-- Begin Page extract --

Thereafter, the optical disc 125 is further scanned as shown in FIG. 4C. The incident beam reaches the center portion of the unevenness 126. The portion to which the incident beam is emitted is nearly flat. Thus, the beam reflected from the center portion of the unevenness 126 is nearly in parallel with the beam reflected from the optical disc. The beam reflected from the center portion of the unevenness 126 reaches the line CCD 129.

Thereafter, the incident beam approaches the other edge of the unevenness 126. This state is shown in FIG. 5A. Since the beam 128 is reflected at a larger reflection angle than that of the flat optical disc as shown in FIG. 5A because of an inclination of the unevenness 126. As a result, the reflected beam is blocked by the aperture 127. Thus, the reflected beam 128 does not reach the line CCD 129. The state of which the reflected beam 128 does not reach the line CCD 129 continues after the state shown in FIG. 4C immediately before the state shown in FIG. 5B.

In the state shown in FIG. 5B, the incident beam passes through the unevenness 126. Thereafter, the incident beam is reflected at the regular reflection angle. As a result, the reflected beam 128 reaches the line CCD 129.

After the sequence of operations of which the optical disc 125 is scanned shown in FIG. 4A to FIG. 5B has been completed, an image of the optical disc 125 is read by the line CCD 129 as shown in FIG. 5C. In other words, the first scanned portion of the unevenness 126 is bright, whereas the last scanned portion of the unevenness 126 is dark due to the presence of the aperture 127. With this image, it can be easily determined whether there is unevenness on the front surface of the optical disc.

-- End Page extract --
-- Begin Supplied material --

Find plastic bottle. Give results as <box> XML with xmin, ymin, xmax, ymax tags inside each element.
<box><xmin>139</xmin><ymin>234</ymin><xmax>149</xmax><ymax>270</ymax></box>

-- End Supplied material --

» Task brief: Can you copy the optical disc scanning passage word for word, beginning at the words "In the state" and stopping after "128 reaches the line CCD 129."? This material comes from a separate source, unrelated to the optical disc scanning passage.

» Result of the exercise:
In the state shown in FIG. 5B, the incident beam passes through the unevenness 126. Thereafter, the incident beam is reflected at the regular reflection angle. As a result, the reflected beam 128 reaches the line CCD 129.